— Challenge A —
Decide whether each statement below agrees with the review of forgotten-action detection. Answer yes or no for each, and quote the deciding words from the review. (i) The input comes from a Kinect sensor that supplies RGB-D data. (ii) The algorithm proposes up to three additional actions between each action transition. (iii) Forgotten activity recognition performance was better in the kitchen than in the office.
— Challenge B —
Translate this sentence from the review of forgotten-action detection into Spanish: "Sequences that most closely match the training data will have higher probability than sequences that contain missing or superfluous actions."
— Challenge C —
Carry on the review of forgotten-action detection from its last sentence.

— Source excerpt —
The approach of Wu et al. uses a graphical model to model how activity data are generated.  Their idea is to focus on the co-occurrence and temporal relations between human actions and the objects humans are interacting with.  The input is RGB-D data from a Kinect sensor, which represents a human’s pose as a list of joint angles and positions.  By clustering user trajectories using k-means, the authors generate a dictionary of movements called “action-topics”.  Similarly, objects that users interacted with were tracked and simple visual features of these objects were used to form an object-dictionary, containing object-topics, for each action cluster.  Their insight is to model user actions as a process similar to latent Dirichlet allocation (LDA) in document modeling.  In lDA, each word in a document is generated by first picking a topic from the topic distribution for that document and then picking a word from that topic.  Critically, this model allows the authors to calculate the probability of a given sequence of actions, which is the key to identifying forgotten actions.

To identify forgotten actions, the algorithm attempts to insert an additional action or object from the dictionary whenever there is a transition between actions, and then checks to see if that addition increases the probability of that action sequence.  Sequences that most closely match the training data will have higher probability than sequences that contain missing or superfluous actions.  Because only one additional action is proposed between each action transition, it is unclear whether this system would work if more than one action in a row were forgotten.  For example, what would happen if the milk was left out and the faucet was also left on?  Calculating the probability of a sequence with multiple forgotten actions should not require any changes to the model, and a simple greedy algorithm that repeatedly adds the most probable action might work.  The problem of searching through all sequences of multiple missed actions, however, would grow exponentially with the number of actions that might conceivably have been missed.

They tested their algorithm on 450 videos. In their tests, the authors directed volunteers to act out different sequences of either complete action sequences, or “forgotten” sequences in which  some necessary actions were skipped. They reported performance on both activity recognition (~ 35-40% accuracy for 21 action and 23 object types) as well as forgotten action or object recognition (46% accuracy on forgotten actions, 36% on forgotten objects).  The reported accuracies seem fairly impressive given that the training was completely unsupervised.  The data consisted of scenes from both a kitchen and an office.  Activity recognition performance was better in the office than in the kitchen, and unsurprisingly, forgotten activity and object recognition performance were also better in the office.  The ability to recognize actions is critical to recognizing when one has been skipped.

Comparing activity recognition performance among datasets is difficult because datasets differ drastically in the number of actions, the similarity among different actions, and scene complexity.  The authors did not mention any attempts to train their model on other activity recognition datasets such as ActivityNet [1], although the ActivityNet data may only have been available after Wu. et al. submitted their manuscript.  They do report that performance is higher than two other models they implemented.  The first is an LDA model, which does not account for the joint distribution of activities and objects, and the second is a hidden Markov model, which does not account for long-range action relations.  It also would have been interesting if the authors had compared their performance or approach with the unusual or suspicious activity detection literature, which focuses on essentially the same goal.

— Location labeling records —
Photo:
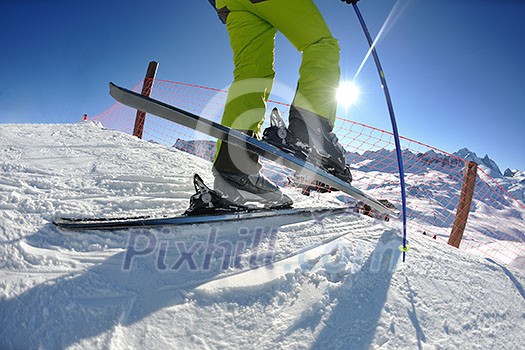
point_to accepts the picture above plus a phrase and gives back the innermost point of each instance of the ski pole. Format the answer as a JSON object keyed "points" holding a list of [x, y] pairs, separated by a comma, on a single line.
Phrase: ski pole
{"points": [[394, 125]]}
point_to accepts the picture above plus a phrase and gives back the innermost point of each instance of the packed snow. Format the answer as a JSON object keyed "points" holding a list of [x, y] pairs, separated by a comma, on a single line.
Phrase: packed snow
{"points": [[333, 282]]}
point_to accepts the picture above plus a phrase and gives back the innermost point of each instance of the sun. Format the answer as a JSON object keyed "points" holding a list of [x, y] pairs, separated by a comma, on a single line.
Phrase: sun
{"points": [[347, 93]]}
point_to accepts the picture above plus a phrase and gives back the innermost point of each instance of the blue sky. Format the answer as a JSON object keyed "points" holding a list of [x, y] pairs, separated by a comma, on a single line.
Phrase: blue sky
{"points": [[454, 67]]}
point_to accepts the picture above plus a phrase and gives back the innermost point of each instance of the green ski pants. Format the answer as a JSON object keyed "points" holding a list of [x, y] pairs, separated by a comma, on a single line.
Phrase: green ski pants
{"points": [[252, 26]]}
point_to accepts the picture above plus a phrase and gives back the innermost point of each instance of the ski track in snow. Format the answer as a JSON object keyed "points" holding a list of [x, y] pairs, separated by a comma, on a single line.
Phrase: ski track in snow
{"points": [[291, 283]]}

— Written reply A —
(i) Yes: "The input is RGB-D data from a Kinect sensor"
(ii) No: "only one additional action is proposed between each action transition"
(iii) No: "forgotten activity and object recognition performance were also better in the office"

— Written reply B —
Las secuencias que más se ajustan a los datos de entrenamiento tendrán una probabilidad mayor que las secuencias que contienen acciones omitidas o superfluas.

— Written reply C —
In the real world, kitchen and office settings vary wildly in their geometry and complexity.  Although better action recognition performance may be achievable using supervised training in very complex settings, it is unknown to what degree a system trained in one setting will translate to another.  Given that the geometry of the room might be tightly coupled with the trajectories corresponding to particular activities, differences in geometry among settings might severely degrade performance.  Wu et al. demonstrate that the forgotten activity recognition problem is approachable using unsupervised training, allowing the system to be trained with minimal human effort in the exact setting in which it will be deployed.

One nice feature of this study is that the training set consisted of 90% full action sequences and 10% forgotten action sequences.  The fact that performance was still fairly high even when the the training set contained a large number of forgotten actions (10% seems quite high for a real situation) shows that the algorithm is robust to potential human errors during the generation of training videos.  On the other hand, the dataset may be somewhat different from reality.  It is unclear whether the prescribed actions performed by the actors capture the extent of variation among repetitions of the same action performed in the wild, and how far apart action clusters are relative to this variation.  To address this issue, future work could make use of footage from surveillance cameras in the wild.

In conclusion, Wu et al. have identified and tackled a very important and societally relevant problem.  Accurately recognizing when humans forget to complete intended actions could greatly enhance the performance and safety of both professionals and home users.  Wu et al. train their model in an unsupervised setting, and despite using techniques that have existed for several years, they achieve good performance using off the shelf hardware (a Kinect sensor, a pan-tilt RGB camera, a laptop, and a laser pointer).  When Wu et al. deployed their system into a simulated field setting using a webcam-guided laser pointer, users rated the robot’s helpfulness as 3.9/5.  Other interfaces such as texts or audible alerts might be more practical for real use.  In addition to predicting forgotten actions, the co-occurrence and temporal relations learned from the model might be helpful for addressing the more general problem of task anticipation.  It will be interesting to see how other approaches, such as adversarial nets [2], perform on human forgotten activity recognition.

[1] F. C. Heilbron, V. Escorcia, B. Ghanem, and J. C. Niebles. ActivityNet: A Large-Scale Video Benchmark for Human Activity Understanding. In CVPR 2015.

[2] I. Goodfellow, J. Pouget-Abadie, M. Mirza, B. Xu, D. Warde-Farley, S. Ozair, A. Courville, and Y. Bengio. Generative adversarial nets. In NIPS 2014.

Convergent Learning: Do Different Neural Networks Learn the Same Representations?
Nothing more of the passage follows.